● **WORK TO DO**
Reproduce the data verbatim, starting at the line that contains "Task: point out every instance of the khaki" and ending at the last line of the data, with both of those lines included.

## start DATA PROVIDED

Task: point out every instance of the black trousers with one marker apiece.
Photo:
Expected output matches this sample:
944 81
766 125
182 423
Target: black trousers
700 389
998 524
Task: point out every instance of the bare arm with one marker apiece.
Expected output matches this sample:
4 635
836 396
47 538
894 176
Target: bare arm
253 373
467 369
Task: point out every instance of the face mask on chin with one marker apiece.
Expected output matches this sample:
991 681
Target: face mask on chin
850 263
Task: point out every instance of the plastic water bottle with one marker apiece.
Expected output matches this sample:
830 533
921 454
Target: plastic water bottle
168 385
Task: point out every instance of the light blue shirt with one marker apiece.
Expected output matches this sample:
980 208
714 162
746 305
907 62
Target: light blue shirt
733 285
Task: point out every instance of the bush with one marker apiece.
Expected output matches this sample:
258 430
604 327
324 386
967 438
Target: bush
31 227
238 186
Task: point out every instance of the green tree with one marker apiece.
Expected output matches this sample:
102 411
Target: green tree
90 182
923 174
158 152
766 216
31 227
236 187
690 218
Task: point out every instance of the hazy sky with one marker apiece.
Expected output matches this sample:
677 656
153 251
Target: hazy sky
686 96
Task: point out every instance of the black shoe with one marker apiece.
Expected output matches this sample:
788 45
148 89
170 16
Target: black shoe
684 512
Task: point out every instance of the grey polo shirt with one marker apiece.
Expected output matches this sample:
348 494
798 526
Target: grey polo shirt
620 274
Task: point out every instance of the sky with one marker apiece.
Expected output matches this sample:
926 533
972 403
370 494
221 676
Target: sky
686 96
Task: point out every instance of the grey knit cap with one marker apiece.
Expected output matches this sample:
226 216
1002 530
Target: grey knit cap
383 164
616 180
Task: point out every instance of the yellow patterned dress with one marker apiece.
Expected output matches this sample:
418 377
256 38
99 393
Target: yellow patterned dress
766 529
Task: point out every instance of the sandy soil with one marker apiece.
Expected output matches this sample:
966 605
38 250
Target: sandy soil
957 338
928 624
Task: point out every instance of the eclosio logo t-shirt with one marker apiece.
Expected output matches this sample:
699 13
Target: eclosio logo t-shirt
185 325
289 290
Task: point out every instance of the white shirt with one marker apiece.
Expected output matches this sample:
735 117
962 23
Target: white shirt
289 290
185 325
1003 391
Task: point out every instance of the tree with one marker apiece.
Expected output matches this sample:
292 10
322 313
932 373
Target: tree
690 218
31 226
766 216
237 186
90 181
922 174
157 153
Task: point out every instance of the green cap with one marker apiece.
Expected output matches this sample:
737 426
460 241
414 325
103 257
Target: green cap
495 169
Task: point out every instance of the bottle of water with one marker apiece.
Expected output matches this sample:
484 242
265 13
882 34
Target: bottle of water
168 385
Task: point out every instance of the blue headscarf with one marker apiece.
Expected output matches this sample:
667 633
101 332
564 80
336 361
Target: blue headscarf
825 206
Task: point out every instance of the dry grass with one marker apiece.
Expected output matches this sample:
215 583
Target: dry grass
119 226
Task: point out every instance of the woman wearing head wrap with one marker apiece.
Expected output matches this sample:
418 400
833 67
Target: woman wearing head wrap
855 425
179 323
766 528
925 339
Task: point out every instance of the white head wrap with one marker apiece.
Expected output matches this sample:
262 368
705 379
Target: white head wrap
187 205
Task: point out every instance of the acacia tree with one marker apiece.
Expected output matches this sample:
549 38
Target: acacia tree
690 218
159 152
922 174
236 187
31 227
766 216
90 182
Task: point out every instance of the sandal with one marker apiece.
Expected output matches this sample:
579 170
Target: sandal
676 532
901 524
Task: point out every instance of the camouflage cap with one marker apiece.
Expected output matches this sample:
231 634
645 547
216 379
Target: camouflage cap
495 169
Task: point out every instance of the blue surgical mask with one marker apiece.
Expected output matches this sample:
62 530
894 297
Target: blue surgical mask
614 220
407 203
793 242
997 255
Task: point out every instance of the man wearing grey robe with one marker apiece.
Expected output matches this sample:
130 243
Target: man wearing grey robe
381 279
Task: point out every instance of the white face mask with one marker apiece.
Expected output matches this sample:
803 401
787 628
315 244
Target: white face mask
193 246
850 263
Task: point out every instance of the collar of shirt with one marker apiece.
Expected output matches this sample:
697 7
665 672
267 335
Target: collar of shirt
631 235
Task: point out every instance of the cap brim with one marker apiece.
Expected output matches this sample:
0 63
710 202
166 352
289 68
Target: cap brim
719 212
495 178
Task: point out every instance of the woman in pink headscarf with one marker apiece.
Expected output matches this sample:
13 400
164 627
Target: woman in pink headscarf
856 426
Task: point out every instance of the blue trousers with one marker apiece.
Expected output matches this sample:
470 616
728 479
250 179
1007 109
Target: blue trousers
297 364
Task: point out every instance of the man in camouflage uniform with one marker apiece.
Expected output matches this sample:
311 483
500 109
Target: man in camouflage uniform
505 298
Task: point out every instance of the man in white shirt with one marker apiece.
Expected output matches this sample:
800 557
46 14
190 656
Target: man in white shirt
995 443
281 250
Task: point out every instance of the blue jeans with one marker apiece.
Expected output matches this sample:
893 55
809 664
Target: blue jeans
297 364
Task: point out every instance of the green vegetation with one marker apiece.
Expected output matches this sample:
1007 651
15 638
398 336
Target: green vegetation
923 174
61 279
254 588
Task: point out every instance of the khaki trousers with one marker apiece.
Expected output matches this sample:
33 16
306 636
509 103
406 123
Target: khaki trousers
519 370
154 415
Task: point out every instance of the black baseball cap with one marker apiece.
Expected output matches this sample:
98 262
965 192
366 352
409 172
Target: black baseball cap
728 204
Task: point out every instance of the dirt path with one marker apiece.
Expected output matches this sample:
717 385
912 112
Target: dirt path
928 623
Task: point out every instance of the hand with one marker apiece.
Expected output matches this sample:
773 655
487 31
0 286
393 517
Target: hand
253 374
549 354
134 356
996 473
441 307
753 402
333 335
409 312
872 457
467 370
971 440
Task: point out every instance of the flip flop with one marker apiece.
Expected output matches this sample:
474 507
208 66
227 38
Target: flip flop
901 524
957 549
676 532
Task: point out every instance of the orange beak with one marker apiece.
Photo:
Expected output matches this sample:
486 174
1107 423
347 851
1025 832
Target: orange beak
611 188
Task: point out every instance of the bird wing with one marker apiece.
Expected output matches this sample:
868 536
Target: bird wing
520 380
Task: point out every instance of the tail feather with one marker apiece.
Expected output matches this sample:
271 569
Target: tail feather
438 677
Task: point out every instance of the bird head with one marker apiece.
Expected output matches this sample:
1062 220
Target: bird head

## end DATA PROVIDED

● **OUTPUT OF THE TASK**
Task: point out every instance of the khaki trousers with one marker apiece.
Expected output matches this sample:
33 16
306 636
509 103
406 123
Target: khaki trousers
519 370
154 415
Task: point out every instance of the black baseball cap with one marker apiece.
Expected output matches this sample:
98 262
965 192
366 352
409 172
Target: black baseball cap
728 204
Task: point out every instance of the dirt path with one marker apiece.
Expected output matches this sample:
717 385
912 112
Target: dirt path
928 623
Task: point out every instance of the hand with one marker apiece.
Expected output matches this sample:
773 655
487 31
0 286
393 517
Target: hand
253 374
549 354
134 356
996 473
441 307
753 402
333 335
409 312
872 457
467 370
971 440
Task: point out every instance of the flip flop with one marker apiece.
Expected output matches this sample:
474 507
208 66
227 38
Target: flip flop
901 524
957 549
676 532
Task: point out every instance of the orange beak with one marker apiece.
Photo:
Expected output matches this sample:
486 174
1107 423
347 851
1025 832
Target: orange beak
611 188
Task: point out every instance of the bird wing with one marker apiece.
Expected output matches this sample:
868 536
Target: bird wing
520 380
Task: point out every instance of the tail feather with one marker apiece.
Expected output matches this sample:
271 569
Target: tail feather
438 677
Task: point out every instance of the bird head with one marker apiece.
Expected output matches this sample:
1062 220
Target: bird head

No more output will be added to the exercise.